This article isn’t about self-deprecation. It’s not a plea for approval or recognition. I write this with utmost sincerity: I am not a good coach.

Photo by Kelly Knowles

Recently, I few things I posted on social media garnered more attention than I thought it could. I was asked to write a blog post for a site that wasn’t mine. Someone sent me a direct message, saying that they liked some of the content I produced and how they could tell I was a good coach. But what if I’m not? What if I’m duping everyone?

Now, I am not a bad coach. I have made bad decisions and lead some poorly planned and executed training sessions. But if I was a bad coach, the people around me are honest enough to tell me. The point of this article isn’t about how I am or am not a good coach. This is about being honest with oneself and with others.

While there is no quantifiable way to determine what makes a good coach, I don’t think it is something that we can see only through the lens of social media. Someone can agree with your opinion, an exercise you like to use, or the weights your athletes move, but that doesn’t make you a good coach. I’ve never posted a video a full training session. How do you know I connect with my athletes? How do you know I’m planning sessions that truly work towards a clearly defined goal? How do you know I’m not spit-balling everything? We as coaches always preach about context, but what if you’re taking the snippets of sessions I post out of context? In this way, I don’t think you can tell if I am a good coach or not.

While I don’t think that having tons of initials behind your name automatically makes you a good coach, if you looked at my life on paper, I would be underwhelming at best. I boast no master’s degree (at the moment), no list of successful athletes, and if you saw my college GPA you’d probably cringe. I was not a great student. I had to repeat Anatomy, Chemistry, and biology which ended up maxing out my retake limit in college. I am 25, live in my parents’ basement, and have very limited coaching experience. This I am honest about: I am not the most educated, qualified, or experienced coach there is. I am probably not a bad coach, but I am not qualified to call myself a good coach.

**Supplied information**

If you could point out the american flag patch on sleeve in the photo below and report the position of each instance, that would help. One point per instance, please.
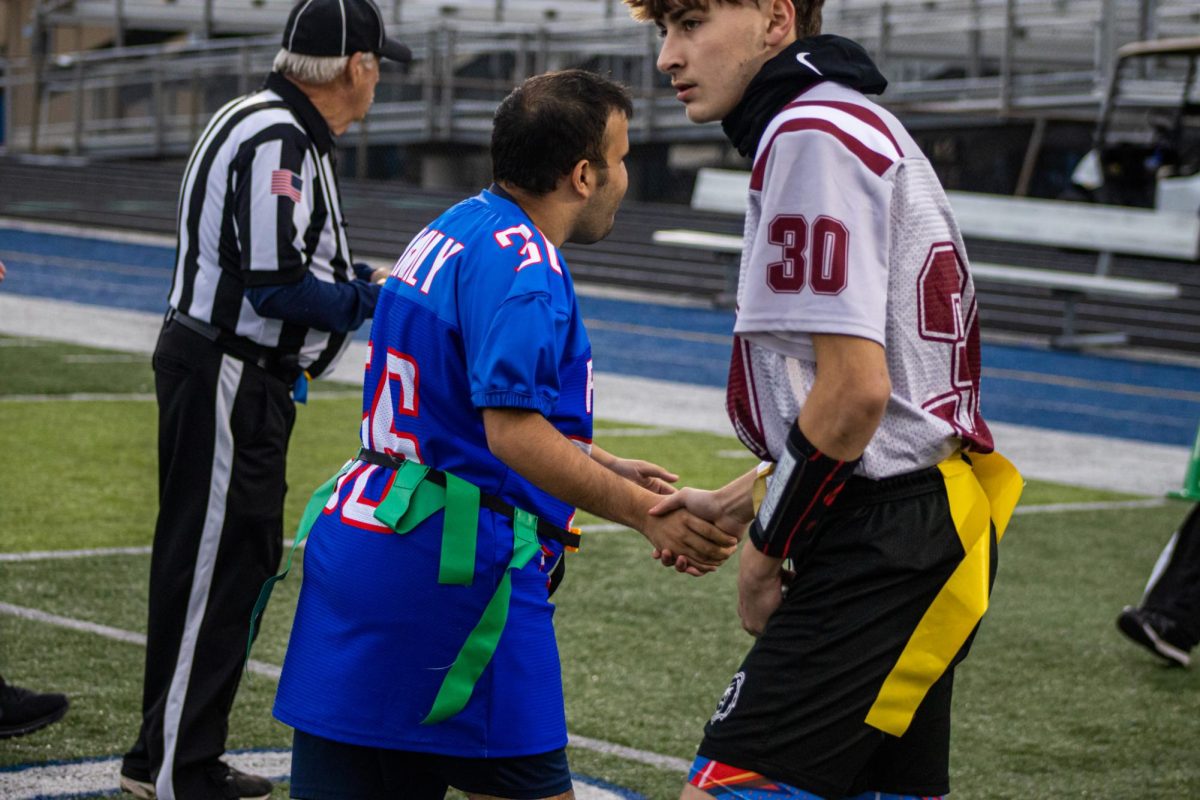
(288, 184)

**Work instructions**
**a.** Decide whether each statement agrees with the coaching article: (i) The writer holds a master's degree. (ii) The writer had to repeat Chemistry in college. (iii) The writer is 25 years old. Answer yes or no for each, quoting the deciding words of the text.
**b.** In the coaching article, rewrite the passage from "While there is" to "coach or not.", changing "athletes" to "players".

**Outputs by task**
**a.**
(i) No: "I boast no master’s degree (at the moment)"
(ii) Yes: "I had to repeat Anatomy, Chemistry, and biology which ended up maxing out my retake limit in college."
(iii) Yes: "I am 25"

**b.**
While there is no quantifiable way to determine what makes a good coach, I don’t think it is something that we can see only through the lens of social media. Someone can agree with your opinion, an exercise you like to use, or the weights your players move, but that doesn’t make you a good coach. I’ve never posted a video a full training session. How do you know I connect with my players? How do you know I’m planning sessions that truly work towards a clearly defined goal? How do you know I’m not spit-balling everything? We as coaches always preach about context, but what if you’re taking the snippets of sessions I post out of context? In this way, I don’t think you can tell if I am a good coach or not.